Introduction
Corporate governance plays an important role in disciplining the management of the company like transparency in financial reporting and having robust internal controls. Enormous responsibilities like audit committee, a duty of the auditors and induction of non-executive directors to act independently have been inflicted on the management of the company and any deviations will be viewed seriously and action against directors can be initiated by the compliance authorities. In this essay, I will be analyzing the role and functions of an audit committee which are the essential elements of corporate governance for the proper financial reporting of a company’s annual performance.

**DIRECTION 1**
Can you switch every "woman's face" to "person's face" in the rows, starting with the first line and going on through the line with "POLYGON ((426 134, 433", leaving everything else unchanged? Leave the pictures out of your answer.
The rows that come next have nothing to do with the corporate governance essay.

**DATA TO USE**
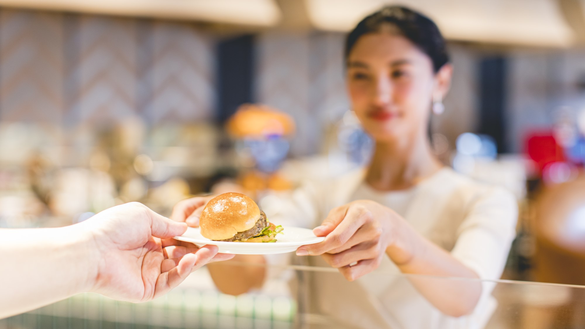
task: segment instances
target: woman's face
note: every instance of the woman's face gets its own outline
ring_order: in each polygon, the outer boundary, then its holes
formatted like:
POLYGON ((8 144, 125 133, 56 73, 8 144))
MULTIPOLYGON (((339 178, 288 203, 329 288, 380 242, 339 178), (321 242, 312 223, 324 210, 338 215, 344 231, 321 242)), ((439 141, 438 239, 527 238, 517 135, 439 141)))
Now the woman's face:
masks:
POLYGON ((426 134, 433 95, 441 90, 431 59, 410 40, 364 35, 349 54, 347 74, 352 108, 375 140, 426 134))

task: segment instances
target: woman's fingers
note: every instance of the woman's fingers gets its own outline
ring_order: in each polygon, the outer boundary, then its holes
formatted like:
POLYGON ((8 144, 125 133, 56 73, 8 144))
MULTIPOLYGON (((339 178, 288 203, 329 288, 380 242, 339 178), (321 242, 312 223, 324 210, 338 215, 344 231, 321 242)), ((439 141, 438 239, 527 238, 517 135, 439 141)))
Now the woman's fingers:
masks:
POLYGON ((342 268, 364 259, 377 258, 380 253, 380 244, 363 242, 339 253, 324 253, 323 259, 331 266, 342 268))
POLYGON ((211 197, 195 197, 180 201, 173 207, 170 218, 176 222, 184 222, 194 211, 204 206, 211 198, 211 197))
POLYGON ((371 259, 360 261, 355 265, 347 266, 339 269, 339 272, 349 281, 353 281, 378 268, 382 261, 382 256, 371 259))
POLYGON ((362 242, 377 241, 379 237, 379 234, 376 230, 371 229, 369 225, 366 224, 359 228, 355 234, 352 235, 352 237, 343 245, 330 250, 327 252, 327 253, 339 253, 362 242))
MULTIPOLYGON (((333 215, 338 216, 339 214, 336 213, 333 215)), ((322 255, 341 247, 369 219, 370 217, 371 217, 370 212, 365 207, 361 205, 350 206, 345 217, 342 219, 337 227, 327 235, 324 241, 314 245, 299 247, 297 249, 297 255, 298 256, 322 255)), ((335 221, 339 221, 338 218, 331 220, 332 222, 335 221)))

**DIRECTION 2**
Could you continue the corporate governance essay from its last sentence?

**ANSWER 1**
task: segment instances
target: person's face
note: every instance of the person's face gets its own outline
ring_order: in each polygon, the outer boundary, then its holes
formatted like:
POLYGON ((8 144, 125 133, 56 73, 8 144))
MULTIPOLYGON (((339 178, 288 203, 329 288, 380 242, 339 178), (321 242, 312 223, 324 210, 338 215, 344 231, 321 242)), ((439 141, 438 239, 527 238, 517 135, 439 141)))
Now the person's face:
masks:
POLYGON ((426 134, 433 95, 441 90, 431 59, 410 40, 364 35, 349 54, 347 74, 352 108, 375 140, 426 134))

**ANSWER 2**
Spira (2002) in his book cites Arthur Anderson description of the audit committee, which is a group of directors who are not concerned with day-today management of the company but supervising how business is administered, conducted and reported. A committee of directors which is entrusted with the precise duty to evaluate the yearly financial reports of the business is known as the audit committee. An audit committee acts as a link between the board of directors and the auditor which includes the evaluation of the statutory audit report, the suggestion of the auditors, the general extent of the audit, internal financial controls, the financial information for publication, and outcomes of the audit. According to the Cadbury committee, an audit committee refers to the properly constituted audit committee which is an essential step in increasing the standards of corporate governance (p.5).
Theory
Spira (2002) explains agency theory of corporate governance as the separation of ownership and control of a business. Spira cites Keasey et al (1997) views of agency theory as the principal –agent or agency or finance model as it offers effective restraints on managerial powers and shareholders thus can exercise their voting rights to allocate corporate resources to value-maximizing ends (p.10).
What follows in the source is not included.